> What this task involves: For the entries below, repeat exactly each line starting with the one that contains "[point] every instance of the pink" and going on through the one that contains "[point] every instance of the coral reef", and no others.

> Source information:
--

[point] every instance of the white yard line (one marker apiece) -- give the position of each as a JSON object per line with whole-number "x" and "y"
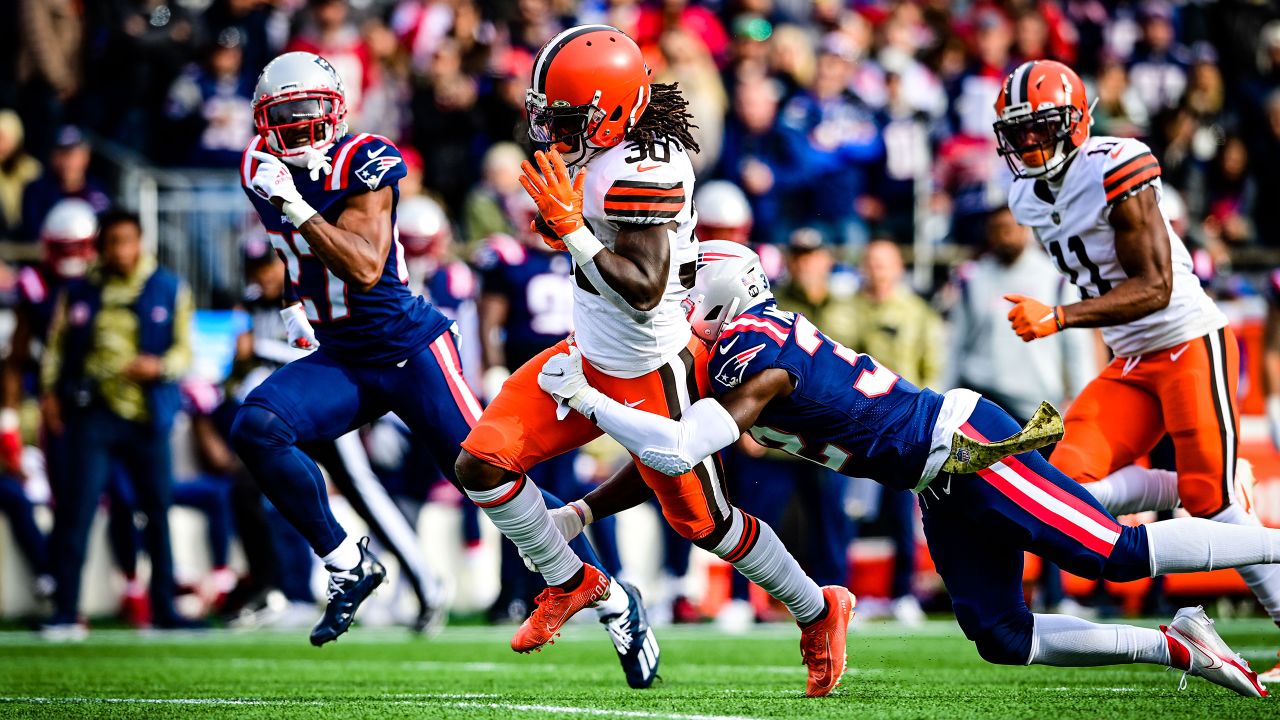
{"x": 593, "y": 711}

--

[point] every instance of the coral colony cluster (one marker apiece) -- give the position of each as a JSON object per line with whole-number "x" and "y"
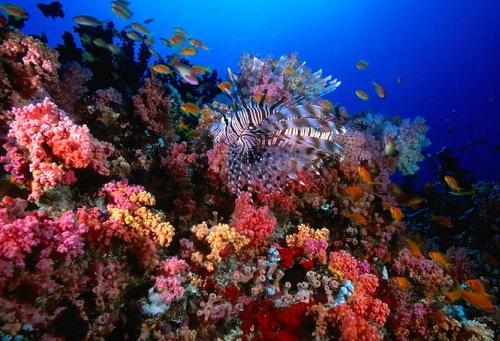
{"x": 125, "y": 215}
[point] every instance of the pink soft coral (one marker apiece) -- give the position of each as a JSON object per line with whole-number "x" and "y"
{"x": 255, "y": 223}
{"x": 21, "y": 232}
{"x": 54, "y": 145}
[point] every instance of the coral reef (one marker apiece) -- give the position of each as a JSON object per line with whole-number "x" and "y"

--

> Solution for this problem:
[point] every instance of the pink soft coral (one marker apiece) -- give the position of each as a JSON object per line with whole-number "x" and "y"
{"x": 255, "y": 223}
{"x": 21, "y": 232}
{"x": 54, "y": 145}
[point] every instance of the coral reef (one marker apiece) -- give the position of each as a JSON object per line with whole-number "x" and "y"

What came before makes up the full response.